**** EXTRAIT DU DOCUMENT

L'Amérique pour l'Artois : la Croix-Rouge américaine à Arras
On a déjà beaucoup parlé de la générosité américaine ; le sujet n’est donc pas nouveau ; mais ce qui est nouveau, c’est la façon dont depuis peu cette générosité se manifeste chez nous, dans notre Arras, pour le plus grand bien de notre population et de celle de tout l’Artois dévasté.
L’Américan Red Cross (Croix-Rouge américaine) a envoyé à Arras un délégué permanent, qui travaille avec une activité merveilleuse à organiser l’œuvre qui, incessamment, ajoutera son action à celle de nos œuvres françaises, pour aider au relèvement de nos régions.
C’était un devoir pour nous d’aller saluer le délégué de la grande et chère nation alliée et de lui exprimer les sentiments de nos concitoyens en présence de la belle œuvre entreprise par lui. Le capitaine W… nous accueillit avec une amabilité charmante et se prêta, si j’ose dire, à un interrogatoire en règle. Le Lion d’Arras ne lui était d’ailleurs pas inconnu ; sur sa table reposaient les huit ou dix derniers numéros du journal.
La Croix-Rouge américaine ne se borne pas, comme l’institution analogue de France, à secourir et soigner les blessés ; elle soulage toutes les misères que la guerre entraîne après elle ; aussi, son organisme, à la fois souple, complexe et immensément puissant, a des ramifications dans tous les domaines ; il se divise en deux grandes branches : le département militaire et le département civil. Chacun de ces deux départements se subdivise en sections ; considérons seulement celui qui nous occupe : le second ; il possède des bureaux pour les enfants, pour les tuberculeux, les réfugiés, la reconstruction des régions sinistrées, la rééducation des mutilés, etc.

********

◆ **CONSIGNE**
D'après l'article sur la Croix-Rouge américaine à Arras, en quelles deux grandes branches se divise l'organisme de la Croix-Rouge américaine ? Les données n'ont aucun rôle dans cet exercice.

**** INFORMATIONS EXTRAITES

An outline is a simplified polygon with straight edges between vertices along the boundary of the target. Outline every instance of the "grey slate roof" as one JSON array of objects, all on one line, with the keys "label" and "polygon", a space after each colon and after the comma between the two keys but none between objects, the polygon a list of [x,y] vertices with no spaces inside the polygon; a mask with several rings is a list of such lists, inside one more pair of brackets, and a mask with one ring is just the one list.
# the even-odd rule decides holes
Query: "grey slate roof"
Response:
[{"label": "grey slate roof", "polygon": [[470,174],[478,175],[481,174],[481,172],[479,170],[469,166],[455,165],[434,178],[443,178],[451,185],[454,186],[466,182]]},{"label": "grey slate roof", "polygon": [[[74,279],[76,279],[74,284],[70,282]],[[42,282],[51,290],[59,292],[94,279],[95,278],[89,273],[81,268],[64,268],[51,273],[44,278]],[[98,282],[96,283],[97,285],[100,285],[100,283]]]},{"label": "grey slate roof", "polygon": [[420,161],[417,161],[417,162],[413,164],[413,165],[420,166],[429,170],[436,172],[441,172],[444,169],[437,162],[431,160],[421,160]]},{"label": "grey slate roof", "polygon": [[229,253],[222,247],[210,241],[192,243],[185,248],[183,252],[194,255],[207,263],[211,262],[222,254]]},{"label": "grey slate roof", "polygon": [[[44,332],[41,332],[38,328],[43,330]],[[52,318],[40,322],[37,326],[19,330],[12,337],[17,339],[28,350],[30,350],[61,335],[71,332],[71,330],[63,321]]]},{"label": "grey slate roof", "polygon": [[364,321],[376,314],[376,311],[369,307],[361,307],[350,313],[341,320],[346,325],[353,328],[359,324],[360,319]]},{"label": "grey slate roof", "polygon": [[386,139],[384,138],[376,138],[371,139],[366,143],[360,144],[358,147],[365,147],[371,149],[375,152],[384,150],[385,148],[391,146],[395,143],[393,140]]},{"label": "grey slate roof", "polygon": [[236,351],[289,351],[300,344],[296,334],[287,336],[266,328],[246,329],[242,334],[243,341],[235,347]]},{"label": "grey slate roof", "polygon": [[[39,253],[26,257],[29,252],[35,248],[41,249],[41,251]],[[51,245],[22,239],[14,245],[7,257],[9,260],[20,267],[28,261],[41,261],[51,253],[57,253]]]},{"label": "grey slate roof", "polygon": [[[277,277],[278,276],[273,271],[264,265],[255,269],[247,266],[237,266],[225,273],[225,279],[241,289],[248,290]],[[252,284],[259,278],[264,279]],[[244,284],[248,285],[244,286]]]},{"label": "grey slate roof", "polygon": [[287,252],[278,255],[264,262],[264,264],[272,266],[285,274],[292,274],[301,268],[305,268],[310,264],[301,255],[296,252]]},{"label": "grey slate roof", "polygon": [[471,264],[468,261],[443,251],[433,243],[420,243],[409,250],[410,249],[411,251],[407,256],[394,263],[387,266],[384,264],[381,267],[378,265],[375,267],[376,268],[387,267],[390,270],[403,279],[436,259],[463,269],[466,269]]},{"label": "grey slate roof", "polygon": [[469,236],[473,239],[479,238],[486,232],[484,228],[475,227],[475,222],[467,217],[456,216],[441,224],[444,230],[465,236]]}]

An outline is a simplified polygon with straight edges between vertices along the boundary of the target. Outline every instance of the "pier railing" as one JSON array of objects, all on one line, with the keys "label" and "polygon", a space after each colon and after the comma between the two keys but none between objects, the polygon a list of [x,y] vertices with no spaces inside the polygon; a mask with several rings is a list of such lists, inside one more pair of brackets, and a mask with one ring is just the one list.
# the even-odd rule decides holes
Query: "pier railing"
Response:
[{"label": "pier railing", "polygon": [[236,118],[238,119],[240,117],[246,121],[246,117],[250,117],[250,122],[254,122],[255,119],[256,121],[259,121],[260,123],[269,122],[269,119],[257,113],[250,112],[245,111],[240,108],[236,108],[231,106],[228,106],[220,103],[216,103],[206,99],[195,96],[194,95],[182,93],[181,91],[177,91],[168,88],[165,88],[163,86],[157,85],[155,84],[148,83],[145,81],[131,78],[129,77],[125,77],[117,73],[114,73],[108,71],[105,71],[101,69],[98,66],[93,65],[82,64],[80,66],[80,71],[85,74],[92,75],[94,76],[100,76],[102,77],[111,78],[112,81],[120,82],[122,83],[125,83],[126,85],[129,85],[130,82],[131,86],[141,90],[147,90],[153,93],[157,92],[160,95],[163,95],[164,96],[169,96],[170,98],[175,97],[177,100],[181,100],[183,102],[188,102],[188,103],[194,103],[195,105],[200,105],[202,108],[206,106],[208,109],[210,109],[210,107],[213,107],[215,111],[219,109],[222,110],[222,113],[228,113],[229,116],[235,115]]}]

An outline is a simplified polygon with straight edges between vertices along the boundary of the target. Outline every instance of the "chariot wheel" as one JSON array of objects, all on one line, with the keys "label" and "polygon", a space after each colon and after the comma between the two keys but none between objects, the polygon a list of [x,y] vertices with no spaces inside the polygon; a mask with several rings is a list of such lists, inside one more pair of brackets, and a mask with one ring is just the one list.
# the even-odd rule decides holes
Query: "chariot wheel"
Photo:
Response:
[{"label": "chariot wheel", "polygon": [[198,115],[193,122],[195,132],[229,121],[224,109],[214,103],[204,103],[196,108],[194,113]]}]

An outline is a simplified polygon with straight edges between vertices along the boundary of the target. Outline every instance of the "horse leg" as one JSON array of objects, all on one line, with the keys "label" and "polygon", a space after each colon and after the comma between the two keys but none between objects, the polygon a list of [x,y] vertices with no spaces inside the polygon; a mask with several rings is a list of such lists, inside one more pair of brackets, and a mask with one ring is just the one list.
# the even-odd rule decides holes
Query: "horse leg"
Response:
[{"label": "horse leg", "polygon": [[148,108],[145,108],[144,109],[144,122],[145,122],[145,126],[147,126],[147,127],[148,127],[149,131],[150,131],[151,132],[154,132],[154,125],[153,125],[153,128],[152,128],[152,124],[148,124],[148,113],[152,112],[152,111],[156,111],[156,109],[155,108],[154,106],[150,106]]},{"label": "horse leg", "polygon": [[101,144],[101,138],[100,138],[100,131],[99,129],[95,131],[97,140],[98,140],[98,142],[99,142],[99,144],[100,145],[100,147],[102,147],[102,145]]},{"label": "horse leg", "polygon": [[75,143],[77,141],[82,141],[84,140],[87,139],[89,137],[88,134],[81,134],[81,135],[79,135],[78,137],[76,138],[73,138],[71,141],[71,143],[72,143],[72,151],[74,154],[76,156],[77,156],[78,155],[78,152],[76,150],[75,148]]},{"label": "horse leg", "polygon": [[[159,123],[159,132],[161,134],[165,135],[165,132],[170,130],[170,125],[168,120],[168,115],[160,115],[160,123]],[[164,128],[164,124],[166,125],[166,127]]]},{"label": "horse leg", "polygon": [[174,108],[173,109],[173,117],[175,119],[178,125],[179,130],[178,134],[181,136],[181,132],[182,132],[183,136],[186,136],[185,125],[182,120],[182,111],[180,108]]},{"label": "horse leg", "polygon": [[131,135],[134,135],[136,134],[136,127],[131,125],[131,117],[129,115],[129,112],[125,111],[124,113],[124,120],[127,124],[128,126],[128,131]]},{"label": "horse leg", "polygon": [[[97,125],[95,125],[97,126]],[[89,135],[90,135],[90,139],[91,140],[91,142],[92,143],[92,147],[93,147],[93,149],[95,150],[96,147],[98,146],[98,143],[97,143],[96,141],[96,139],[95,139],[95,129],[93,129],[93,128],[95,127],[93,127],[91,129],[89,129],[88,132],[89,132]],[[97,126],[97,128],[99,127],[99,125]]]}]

********

◆ **SOLUTION PROPOSÉE**
Le département militaire et le département civil.